Return all of the data exactly as given.

Excerpts of pointing data:
::::::::::

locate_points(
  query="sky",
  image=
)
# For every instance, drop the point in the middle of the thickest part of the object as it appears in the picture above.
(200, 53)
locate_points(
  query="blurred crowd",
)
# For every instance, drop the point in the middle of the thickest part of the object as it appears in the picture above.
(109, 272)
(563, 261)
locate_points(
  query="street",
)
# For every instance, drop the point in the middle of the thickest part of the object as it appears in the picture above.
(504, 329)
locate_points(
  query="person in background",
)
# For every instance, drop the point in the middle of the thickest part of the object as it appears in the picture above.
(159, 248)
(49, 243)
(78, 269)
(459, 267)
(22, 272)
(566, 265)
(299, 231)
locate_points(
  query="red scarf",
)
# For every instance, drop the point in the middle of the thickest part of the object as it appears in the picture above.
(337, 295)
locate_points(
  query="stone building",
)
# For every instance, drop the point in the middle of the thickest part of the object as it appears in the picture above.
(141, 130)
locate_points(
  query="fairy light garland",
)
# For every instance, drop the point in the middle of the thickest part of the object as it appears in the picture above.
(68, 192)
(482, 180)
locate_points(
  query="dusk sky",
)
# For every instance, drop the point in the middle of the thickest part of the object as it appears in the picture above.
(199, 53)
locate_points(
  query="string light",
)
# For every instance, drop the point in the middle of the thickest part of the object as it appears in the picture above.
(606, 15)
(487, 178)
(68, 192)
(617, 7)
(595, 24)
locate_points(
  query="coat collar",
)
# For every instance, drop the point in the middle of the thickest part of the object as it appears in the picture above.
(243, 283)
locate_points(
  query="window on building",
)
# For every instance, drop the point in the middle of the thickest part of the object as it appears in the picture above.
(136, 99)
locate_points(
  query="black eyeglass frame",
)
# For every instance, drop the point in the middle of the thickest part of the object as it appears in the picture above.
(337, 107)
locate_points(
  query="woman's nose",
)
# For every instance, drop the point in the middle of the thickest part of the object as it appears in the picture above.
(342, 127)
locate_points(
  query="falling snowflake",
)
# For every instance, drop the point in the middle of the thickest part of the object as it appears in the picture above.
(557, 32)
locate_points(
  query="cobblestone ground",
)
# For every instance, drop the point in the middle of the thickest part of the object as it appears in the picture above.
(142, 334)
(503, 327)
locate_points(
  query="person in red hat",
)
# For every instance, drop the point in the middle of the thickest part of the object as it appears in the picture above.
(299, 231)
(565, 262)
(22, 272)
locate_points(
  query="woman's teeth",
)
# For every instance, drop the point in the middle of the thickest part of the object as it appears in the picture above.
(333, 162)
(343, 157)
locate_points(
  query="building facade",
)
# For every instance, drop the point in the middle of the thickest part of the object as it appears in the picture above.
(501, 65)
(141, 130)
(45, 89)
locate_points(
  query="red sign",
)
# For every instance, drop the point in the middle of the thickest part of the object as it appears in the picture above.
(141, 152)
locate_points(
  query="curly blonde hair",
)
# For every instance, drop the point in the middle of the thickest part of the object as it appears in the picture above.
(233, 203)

::::::::::

COMPLETED EXERCISE:
locate_points(
  query="sky",
  image=
)
# For every instance, drop the point in the middle of the thickest part of the object as it appears in the picture above.
(200, 53)
locate_points(
  query="blurred crowd",
)
# For every instance, drop the point in the middle of the thickest part of the object as it appears in the picture above.
(109, 272)
(563, 261)
locate_points(
  query="street",
)
# For every instance, drop the point in the middle of the thickest part of the object as it appears in the picture above.
(504, 329)
locate_points(
  query="person in background",
)
# For every instance, drop the point in the middle of the thickest part of the object as it appears in the picture above.
(159, 248)
(49, 243)
(78, 269)
(459, 267)
(22, 272)
(566, 265)
(299, 231)
locate_points(
  query="red scarf",
)
# For every instance, drop the point in the middle of the thickest part of the object as it appears in the picture above.
(337, 295)
locate_points(
  query="stone building",
)
# For every instance, drop the point in the middle of the thickest part of the object as it appears in the picture above.
(141, 130)
locate_points(
  query="fairy light garland",
)
# For every instance, drop the point in the middle of the thickest part of the object as it appears in the picture above.
(68, 192)
(482, 180)
locate_points(
  query="dusk sky",
)
# For every instance, drop the point in the middle of the thickest part of the object as it appears in the picture above.
(199, 53)
locate_points(
  query="string light",
)
# For every instance, drop the point in the middle of the thickest part of the object as it appears in the picture above.
(606, 15)
(487, 178)
(68, 192)
(617, 7)
(595, 24)
locate_points(
  query="coat collar",
)
# For every instance, drop the point in the middle of the thickest part of the object as it appears in the picture above.
(243, 283)
locate_points(
  query="window on building",
)
# For every instance, drop the point in the middle of the thickest part of the object as it appears in the picture above.
(136, 99)
locate_points(
  query="black eyeglass frame",
)
# For every instance, drop the point in the middle of the thickest part of the object as it appears in the picture above.
(337, 107)
locate_points(
  query="woman's nose",
)
# For every instance, drop the point in the middle of the thickest part of the object as it appears in the picture above.
(342, 127)
locate_points(
  query="falling snowflake",
)
# For every instance, drop the point in the middle of the thickest part of the object as it appears in the picture above.
(557, 32)
locate_points(
  query="cobblestone ground",
)
# For every instance, drop the point in the middle of the thickest part of the object as it appears in the picture above.
(142, 334)
(503, 327)
locate_points(
  query="person in red hat",
)
# For every instance, drop the point in the middle of the thickest part of the object as it appears in the picture above.
(299, 231)
(565, 262)
(22, 272)
locate_points(
  query="woman's teeth",
)
# For every instance, drop the point in the middle of the thickest part of the object as it appears in the picture above.
(333, 162)
(343, 157)
locate_points(
  query="building facade",
)
# For every instance, drop the point in the middle of the thickest part of the object as it appears in the picture above.
(501, 65)
(141, 130)
(45, 89)
locate_points(
  query="red sign",
)
# For every instance, drop the point in the middle of the thickest part of the object as it appears in the picture above.
(141, 152)
locate_points(
  query="curly blonde hair",
)
# For every instance, drop the point in the middle of the thickest part of the object as it appears in the picture above.
(233, 203)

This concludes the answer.